◆ **Consigne**: D'après l'extrait sur les futurs du passé, quelles sont les deux manières de nier l'historicité ?

◆ **Extrait choisi**:
—————

P. Boucheron : écrire l’histoire des futurs du passé (extraits)

Si le passé a autorité sur nos vies, ce n’est pas parce qu’il les encombrerait du poids de la tradition. C’est parce qu’il élargit notre expérience, ou mieux, parce qu’il relance sans cesse l’idée d’expérience et, ce faisant, la rend possible à nouveau. Écrire l’histoire de ces futurs du passé revient à s’ouvrir à d’autres vies que la nôtre et à comprendre que les vies des autres ne sont pas plus simples, ou plus facilement assignables à quelques catégories bien tranchées, du seul fait qu’elles sont lointaines ou anciennes. Ce sont d’autres vies qui, pour avoir été vécues, peuvent l’être à nouveau - et redisons-le encore une fois, pour le meilleur et pour le pire. Il y aurait donc bien deux manières de nier l’historicité : en abolissant tout héritage et en niant le passé au nom de l’arrogance du présent, mais aussi en s’en remettant corps et âme à la perpétuation de la tradition, puisque, dans une perspective benjaminienne, la fidélité à la tradition est, en soi, une catastrophe.

—————

◆ **Contenu des données**:

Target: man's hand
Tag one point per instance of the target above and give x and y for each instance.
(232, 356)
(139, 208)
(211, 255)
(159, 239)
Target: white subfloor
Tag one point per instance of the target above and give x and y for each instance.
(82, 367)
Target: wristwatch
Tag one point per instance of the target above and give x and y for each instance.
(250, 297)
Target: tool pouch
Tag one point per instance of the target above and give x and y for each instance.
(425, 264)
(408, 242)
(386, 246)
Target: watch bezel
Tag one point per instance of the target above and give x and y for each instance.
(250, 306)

—————

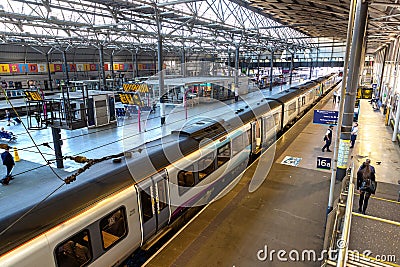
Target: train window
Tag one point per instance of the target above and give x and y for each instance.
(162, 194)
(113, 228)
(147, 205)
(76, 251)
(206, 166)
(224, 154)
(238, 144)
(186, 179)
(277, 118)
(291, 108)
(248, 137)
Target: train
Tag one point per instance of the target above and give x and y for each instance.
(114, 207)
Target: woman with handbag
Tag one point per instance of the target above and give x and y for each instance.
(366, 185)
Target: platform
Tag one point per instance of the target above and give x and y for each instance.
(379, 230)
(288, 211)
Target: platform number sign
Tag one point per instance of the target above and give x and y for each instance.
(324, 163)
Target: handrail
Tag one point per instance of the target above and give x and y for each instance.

—————

◆ **Résultat de l'exercice**: La première consiste à abolir tout héritage en niant le passé au nom de l'arrogance du présent, et la seconde à s'en remettre corps et âme à la perpétuation de la tradition.